** Opening Provided data block **

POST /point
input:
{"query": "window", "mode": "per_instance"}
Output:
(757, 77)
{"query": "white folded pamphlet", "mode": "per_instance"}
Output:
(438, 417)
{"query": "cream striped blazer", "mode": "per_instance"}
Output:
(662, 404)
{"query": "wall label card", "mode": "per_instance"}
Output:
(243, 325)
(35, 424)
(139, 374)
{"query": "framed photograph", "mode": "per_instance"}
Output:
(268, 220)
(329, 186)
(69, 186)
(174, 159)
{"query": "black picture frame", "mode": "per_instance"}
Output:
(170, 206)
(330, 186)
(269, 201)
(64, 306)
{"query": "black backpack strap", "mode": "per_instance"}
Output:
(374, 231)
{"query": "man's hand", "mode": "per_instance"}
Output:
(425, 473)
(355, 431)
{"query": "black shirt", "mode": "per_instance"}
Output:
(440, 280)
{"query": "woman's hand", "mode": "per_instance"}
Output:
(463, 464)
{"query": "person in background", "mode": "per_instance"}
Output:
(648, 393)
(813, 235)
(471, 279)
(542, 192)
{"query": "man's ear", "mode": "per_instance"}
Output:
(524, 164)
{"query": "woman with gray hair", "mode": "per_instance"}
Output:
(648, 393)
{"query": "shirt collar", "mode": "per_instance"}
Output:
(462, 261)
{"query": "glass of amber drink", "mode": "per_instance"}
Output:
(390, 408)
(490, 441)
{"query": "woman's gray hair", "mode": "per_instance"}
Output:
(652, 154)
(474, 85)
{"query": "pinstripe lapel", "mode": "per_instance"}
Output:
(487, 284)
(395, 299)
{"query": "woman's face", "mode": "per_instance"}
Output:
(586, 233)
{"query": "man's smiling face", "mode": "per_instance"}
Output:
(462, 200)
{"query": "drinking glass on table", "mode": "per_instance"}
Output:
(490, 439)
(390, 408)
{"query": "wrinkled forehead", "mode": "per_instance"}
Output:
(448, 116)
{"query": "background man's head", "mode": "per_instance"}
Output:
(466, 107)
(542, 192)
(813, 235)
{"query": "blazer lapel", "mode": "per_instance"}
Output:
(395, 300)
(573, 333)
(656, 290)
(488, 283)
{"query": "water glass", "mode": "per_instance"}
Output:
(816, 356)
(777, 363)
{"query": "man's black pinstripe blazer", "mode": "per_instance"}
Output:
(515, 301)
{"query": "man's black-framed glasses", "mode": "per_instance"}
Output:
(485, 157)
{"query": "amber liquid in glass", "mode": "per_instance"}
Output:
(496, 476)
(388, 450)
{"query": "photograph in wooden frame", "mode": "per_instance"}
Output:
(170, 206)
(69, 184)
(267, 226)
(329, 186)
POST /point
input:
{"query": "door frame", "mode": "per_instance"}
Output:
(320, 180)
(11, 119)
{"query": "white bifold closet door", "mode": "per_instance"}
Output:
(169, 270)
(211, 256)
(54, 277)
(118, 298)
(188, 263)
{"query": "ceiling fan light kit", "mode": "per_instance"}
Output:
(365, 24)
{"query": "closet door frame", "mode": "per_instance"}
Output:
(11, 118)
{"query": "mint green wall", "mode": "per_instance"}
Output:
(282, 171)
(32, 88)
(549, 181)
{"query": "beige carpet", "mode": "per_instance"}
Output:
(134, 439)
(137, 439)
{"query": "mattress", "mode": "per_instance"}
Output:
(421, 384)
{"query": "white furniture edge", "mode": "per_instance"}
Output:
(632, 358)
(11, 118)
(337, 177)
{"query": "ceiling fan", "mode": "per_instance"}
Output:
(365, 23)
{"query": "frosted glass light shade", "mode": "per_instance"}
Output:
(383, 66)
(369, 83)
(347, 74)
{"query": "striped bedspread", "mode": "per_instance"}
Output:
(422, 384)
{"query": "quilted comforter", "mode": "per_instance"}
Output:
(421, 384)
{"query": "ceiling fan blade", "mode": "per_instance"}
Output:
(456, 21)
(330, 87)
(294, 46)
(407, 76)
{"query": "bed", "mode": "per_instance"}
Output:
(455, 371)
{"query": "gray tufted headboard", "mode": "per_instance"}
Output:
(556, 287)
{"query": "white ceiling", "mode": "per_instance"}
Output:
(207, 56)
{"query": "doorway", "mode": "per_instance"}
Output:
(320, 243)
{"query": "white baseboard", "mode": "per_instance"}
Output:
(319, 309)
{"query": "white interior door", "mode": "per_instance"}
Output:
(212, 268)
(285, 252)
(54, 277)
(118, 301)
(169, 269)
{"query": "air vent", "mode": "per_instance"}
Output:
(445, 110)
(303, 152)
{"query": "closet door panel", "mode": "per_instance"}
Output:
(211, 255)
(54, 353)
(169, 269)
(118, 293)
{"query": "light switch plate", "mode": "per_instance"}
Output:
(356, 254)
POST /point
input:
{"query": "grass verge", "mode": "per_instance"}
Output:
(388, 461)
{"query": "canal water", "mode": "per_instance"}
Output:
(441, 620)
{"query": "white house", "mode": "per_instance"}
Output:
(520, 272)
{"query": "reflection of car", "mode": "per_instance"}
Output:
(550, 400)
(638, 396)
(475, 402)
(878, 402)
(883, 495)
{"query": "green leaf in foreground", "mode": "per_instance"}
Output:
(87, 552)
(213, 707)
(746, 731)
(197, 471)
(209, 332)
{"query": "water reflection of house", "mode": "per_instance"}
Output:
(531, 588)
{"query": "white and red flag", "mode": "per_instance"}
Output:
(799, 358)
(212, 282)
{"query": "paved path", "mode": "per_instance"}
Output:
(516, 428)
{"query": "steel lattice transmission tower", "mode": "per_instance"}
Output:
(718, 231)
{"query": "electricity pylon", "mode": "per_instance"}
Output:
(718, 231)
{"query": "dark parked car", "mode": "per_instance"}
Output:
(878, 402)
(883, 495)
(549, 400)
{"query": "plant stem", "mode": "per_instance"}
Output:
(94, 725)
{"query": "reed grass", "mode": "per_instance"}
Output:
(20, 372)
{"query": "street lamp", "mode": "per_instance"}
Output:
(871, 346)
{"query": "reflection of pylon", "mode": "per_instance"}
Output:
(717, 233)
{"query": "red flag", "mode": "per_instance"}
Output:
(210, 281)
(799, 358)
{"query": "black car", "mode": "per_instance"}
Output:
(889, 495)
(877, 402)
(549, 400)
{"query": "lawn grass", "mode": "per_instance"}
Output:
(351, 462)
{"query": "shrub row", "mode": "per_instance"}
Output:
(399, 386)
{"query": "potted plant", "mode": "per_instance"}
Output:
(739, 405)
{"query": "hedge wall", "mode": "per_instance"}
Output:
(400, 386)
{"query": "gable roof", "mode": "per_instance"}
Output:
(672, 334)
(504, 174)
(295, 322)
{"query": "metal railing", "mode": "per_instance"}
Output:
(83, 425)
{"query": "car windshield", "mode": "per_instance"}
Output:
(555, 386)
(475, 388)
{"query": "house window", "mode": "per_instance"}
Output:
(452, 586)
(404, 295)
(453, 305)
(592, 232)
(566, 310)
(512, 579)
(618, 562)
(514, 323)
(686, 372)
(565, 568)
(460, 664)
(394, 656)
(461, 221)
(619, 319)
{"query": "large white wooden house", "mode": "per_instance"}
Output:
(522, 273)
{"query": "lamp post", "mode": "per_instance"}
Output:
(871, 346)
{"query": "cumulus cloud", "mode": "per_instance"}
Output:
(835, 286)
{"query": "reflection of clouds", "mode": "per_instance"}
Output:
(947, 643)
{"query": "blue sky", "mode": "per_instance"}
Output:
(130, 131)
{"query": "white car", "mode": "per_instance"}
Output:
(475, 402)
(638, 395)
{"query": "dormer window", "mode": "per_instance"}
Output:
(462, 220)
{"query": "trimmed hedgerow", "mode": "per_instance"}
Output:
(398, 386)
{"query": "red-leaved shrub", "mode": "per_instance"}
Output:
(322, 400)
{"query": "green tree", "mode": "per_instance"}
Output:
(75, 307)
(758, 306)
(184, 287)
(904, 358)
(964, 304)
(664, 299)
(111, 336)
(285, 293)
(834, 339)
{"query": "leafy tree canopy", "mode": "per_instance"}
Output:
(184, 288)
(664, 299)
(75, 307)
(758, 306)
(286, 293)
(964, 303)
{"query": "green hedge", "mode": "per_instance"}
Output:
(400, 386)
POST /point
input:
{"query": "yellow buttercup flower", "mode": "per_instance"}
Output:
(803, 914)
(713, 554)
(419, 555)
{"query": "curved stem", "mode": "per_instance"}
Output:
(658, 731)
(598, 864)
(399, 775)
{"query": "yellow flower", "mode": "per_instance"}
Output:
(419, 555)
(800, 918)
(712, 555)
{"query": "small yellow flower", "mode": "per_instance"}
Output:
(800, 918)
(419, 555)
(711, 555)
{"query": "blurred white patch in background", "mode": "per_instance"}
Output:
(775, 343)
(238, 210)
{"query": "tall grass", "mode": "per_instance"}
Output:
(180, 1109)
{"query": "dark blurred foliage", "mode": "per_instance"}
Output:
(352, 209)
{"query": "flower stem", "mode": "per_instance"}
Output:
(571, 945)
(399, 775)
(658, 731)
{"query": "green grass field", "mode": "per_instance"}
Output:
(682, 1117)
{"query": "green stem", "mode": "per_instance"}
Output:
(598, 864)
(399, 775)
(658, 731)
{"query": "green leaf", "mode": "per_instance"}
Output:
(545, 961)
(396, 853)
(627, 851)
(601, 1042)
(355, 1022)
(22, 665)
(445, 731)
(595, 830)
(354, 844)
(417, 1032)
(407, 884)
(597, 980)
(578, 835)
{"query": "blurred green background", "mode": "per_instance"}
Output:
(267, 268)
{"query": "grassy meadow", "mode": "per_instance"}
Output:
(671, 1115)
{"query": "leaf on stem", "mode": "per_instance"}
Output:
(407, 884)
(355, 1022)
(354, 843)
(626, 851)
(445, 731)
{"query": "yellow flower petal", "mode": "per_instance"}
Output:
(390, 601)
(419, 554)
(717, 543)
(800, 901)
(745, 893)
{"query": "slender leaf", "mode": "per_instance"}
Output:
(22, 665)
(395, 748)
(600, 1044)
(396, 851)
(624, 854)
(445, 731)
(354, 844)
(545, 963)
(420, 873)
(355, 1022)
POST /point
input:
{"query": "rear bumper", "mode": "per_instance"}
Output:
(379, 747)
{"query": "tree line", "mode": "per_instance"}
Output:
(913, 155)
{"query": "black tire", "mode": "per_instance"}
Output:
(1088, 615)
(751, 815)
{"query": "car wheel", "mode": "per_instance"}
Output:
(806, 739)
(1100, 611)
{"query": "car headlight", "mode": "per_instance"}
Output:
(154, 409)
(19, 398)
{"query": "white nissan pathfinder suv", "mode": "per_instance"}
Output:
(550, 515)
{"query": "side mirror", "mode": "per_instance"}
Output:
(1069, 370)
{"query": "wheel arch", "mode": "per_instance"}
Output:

** Closing Provided data block **

How to complete this task:
Whenever the word "gray" turns up in a line of the listing above, copy the line.

Your solution:
{"query": "woman with gray hair", "mode": "per_instance"}
{"query": "woman's gray hair", "mode": "per_instance"}
{"query": "gray tufted headboard", "mode": "per_instance"}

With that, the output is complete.